** Exercise instructions **
Reproduce the listing below in full, requests included, and add 124 to every x and y coordinate in the answer points, leaving the numbers in the requests and their format samples unchanged. Omit the pictures from your reply.

** Entries provided **
──────────

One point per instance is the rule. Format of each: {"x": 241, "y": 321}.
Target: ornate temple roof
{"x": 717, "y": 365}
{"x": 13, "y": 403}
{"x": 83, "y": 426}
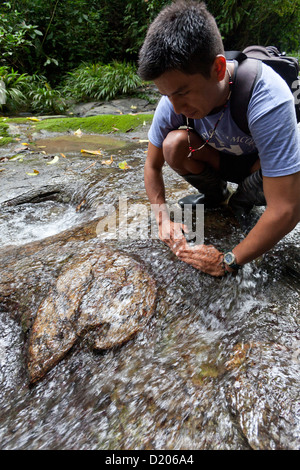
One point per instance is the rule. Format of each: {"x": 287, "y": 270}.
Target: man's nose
{"x": 178, "y": 104}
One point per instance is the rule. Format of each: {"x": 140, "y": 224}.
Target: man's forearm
{"x": 155, "y": 189}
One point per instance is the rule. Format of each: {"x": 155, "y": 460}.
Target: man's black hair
{"x": 185, "y": 37}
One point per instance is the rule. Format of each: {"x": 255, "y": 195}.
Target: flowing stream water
{"x": 217, "y": 366}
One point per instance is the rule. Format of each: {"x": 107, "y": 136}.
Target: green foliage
{"x": 43, "y": 40}
{"x": 271, "y": 22}
{"x": 28, "y": 93}
{"x": 95, "y": 124}
{"x": 17, "y": 38}
{"x": 98, "y": 81}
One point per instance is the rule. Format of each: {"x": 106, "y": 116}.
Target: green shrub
{"x": 31, "y": 93}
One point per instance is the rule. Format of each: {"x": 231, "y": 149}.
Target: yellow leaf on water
{"x": 123, "y": 165}
{"x": 55, "y": 160}
{"x": 16, "y": 157}
{"x": 107, "y": 162}
{"x": 91, "y": 152}
{"x": 35, "y": 172}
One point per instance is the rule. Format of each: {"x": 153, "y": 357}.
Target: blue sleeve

──────────

** Complete answer **
One point per instance is the rule. Format of each: {"x": 241, "y": 321}.
Target: ornate temple roof
{"x": 841, "y": 489}
{"x": 137, "y": 527}
{"x": 207, "y": 550}
One point per instance is the rule. Format of each: {"x": 287, "y": 270}.
Target: man's nose
{"x": 302, "y": 228}
One point per instance is the rule. Format of each: {"x": 140, "y": 224}.
Target: man's forearm
{"x": 279, "y": 313}
One point per instance is the rule. Format of each: {"x": 155, "y": 460}.
Target: man's black hair
{"x": 309, "y": 161}
One point per instance is the rule. Format of each: {"x": 255, "y": 195}.
Target: flowing stream water
{"x": 341, "y": 490}
One point per instance is the rule. Format of each: {"x": 107, "y": 136}.
Target: green foliage
{"x": 167, "y": 164}
{"x": 395, "y": 146}
{"x": 152, "y": 217}
{"x": 219, "y": 248}
{"x": 141, "y": 162}
{"x": 222, "y": 205}
One point per instance is the rule. Format of each: {"x": 106, "y": 116}.
Target: green shrub
{"x": 155, "y": 217}
One point per instance is the rule. Format of each: {"x": 231, "y": 149}.
Target: yellow leaf on water
{"x": 247, "y": 289}
{"x": 179, "y": 284}
{"x": 140, "y": 281}
{"x": 231, "y": 286}
{"x": 215, "y": 276}
{"x": 159, "y": 296}
One point per instance is the rule. Format of each: {"x": 153, "y": 357}.
Target: blue sleeve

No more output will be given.